• _Required action_
Please reproduce the entries below exactly from the line with "Target: brown soil" through their last line, leaving out any pictures.
====== Records to process ======
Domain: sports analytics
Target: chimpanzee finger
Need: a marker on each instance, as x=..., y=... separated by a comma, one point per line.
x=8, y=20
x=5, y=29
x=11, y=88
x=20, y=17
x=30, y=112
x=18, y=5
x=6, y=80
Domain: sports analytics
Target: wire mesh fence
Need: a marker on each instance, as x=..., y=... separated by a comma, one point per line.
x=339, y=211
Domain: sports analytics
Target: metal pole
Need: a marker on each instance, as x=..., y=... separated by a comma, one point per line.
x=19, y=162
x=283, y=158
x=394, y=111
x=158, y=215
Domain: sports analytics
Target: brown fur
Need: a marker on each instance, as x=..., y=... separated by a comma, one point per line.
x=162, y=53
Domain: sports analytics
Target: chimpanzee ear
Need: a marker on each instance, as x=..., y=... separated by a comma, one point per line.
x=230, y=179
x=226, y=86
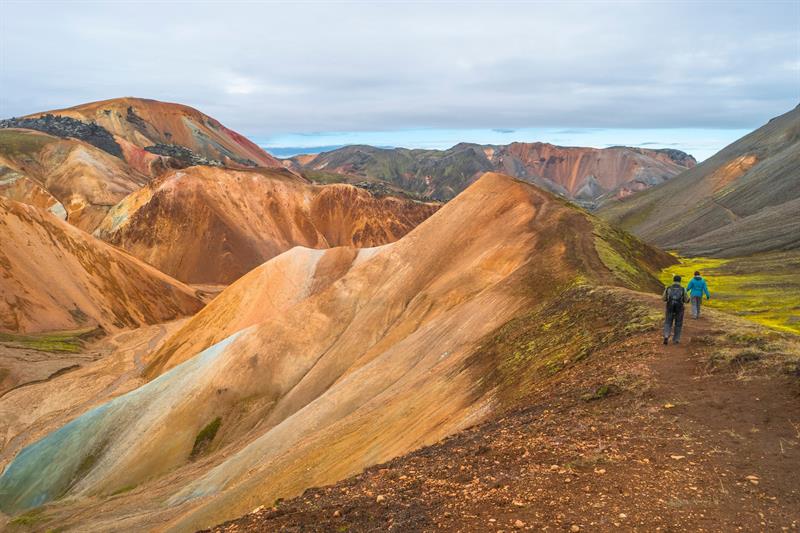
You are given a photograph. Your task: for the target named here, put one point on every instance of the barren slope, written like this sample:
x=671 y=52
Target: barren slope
x=72 y=179
x=743 y=200
x=56 y=277
x=584 y=174
x=139 y=123
x=384 y=356
x=626 y=439
x=239 y=219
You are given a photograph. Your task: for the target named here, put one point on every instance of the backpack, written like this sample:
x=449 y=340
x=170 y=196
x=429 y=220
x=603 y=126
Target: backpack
x=675 y=296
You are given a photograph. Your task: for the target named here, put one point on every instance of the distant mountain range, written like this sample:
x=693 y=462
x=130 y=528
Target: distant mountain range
x=743 y=200
x=586 y=175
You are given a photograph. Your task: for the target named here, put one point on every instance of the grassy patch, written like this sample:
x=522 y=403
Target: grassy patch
x=631 y=262
x=205 y=437
x=56 y=341
x=542 y=343
x=123 y=490
x=764 y=289
x=28 y=518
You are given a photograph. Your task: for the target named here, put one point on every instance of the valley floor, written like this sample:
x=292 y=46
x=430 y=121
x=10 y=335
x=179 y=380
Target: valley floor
x=702 y=436
x=764 y=288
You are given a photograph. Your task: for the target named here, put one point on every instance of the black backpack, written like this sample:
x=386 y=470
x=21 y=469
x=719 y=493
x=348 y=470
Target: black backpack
x=675 y=296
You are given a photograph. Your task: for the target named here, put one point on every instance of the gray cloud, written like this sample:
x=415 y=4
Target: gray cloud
x=268 y=68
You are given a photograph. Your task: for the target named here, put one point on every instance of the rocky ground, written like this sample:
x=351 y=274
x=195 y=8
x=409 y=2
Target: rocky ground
x=68 y=127
x=702 y=436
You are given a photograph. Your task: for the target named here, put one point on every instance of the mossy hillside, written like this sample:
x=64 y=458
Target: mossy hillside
x=525 y=352
x=71 y=341
x=633 y=262
x=764 y=288
x=28 y=519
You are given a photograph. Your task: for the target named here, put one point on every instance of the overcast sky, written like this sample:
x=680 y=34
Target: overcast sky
x=272 y=70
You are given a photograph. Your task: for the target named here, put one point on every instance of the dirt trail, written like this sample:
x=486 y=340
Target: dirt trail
x=680 y=445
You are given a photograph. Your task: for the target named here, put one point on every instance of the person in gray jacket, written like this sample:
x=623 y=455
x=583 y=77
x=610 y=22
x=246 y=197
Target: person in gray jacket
x=674 y=297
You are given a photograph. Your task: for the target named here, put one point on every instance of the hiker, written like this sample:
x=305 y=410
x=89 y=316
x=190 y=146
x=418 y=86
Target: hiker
x=697 y=287
x=674 y=296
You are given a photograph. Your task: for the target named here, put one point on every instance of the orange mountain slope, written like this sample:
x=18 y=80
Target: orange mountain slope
x=380 y=352
x=587 y=175
x=743 y=200
x=138 y=123
x=72 y=179
x=54 y=276
x=239 y=219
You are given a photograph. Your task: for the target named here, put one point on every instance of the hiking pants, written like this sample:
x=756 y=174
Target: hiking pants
x=696 y=301
x=675 y=317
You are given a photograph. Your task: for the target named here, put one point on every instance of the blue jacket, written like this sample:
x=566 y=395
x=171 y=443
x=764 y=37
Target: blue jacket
x=697 y=287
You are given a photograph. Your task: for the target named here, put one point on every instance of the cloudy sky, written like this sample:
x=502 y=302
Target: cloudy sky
x=683 y=74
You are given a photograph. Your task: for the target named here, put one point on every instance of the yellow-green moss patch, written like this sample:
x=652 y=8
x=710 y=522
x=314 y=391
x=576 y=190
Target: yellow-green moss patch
x=763 y=288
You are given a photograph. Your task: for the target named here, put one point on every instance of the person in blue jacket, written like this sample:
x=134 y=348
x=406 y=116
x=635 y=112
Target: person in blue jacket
x=696 y=288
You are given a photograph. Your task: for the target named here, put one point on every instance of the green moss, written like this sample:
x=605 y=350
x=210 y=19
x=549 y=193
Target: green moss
x=28 y=518
x=764 y=289
x=632 y=262
x=57 y=341
x=205 y=437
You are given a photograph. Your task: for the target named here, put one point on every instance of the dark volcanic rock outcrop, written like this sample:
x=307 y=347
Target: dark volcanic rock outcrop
x=68 y=127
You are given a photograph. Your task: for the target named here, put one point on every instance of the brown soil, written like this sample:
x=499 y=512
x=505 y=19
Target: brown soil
x=699 y=436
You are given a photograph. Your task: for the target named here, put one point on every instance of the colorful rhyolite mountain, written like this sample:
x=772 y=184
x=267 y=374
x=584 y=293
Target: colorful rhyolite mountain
x=144 y=132
x=79 y=162
x=241 y=218
x=54 y=276
x=587 y=175
x=743 y=200
x=72 y=179
x=322 y=362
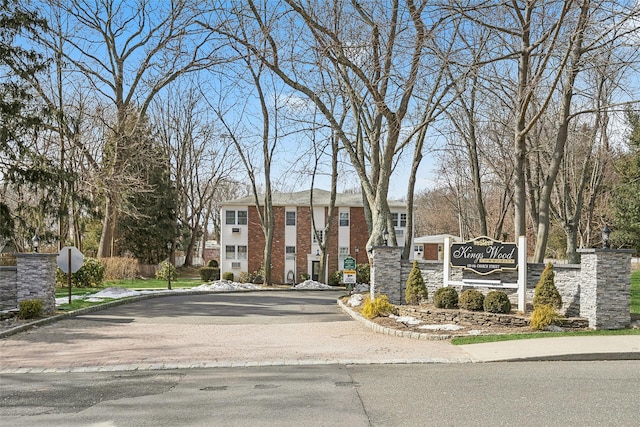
======
• _Response to the exercise_
Target: brown soil
x=699 y=436
You are given a photograph. Your task: for the target named here, put one point on every instance of the colorful rhyolite mountain, written like this sample:
x=772 y=184
x=267 y=374
x=584 y=293
Target: colorful rhyolite mountain
x=144 y=132
x=79 y=162
x=241 y=218
x=54 y=276
x=587 y=175
x=743 y=200
x=72 y=179
x=322 y=362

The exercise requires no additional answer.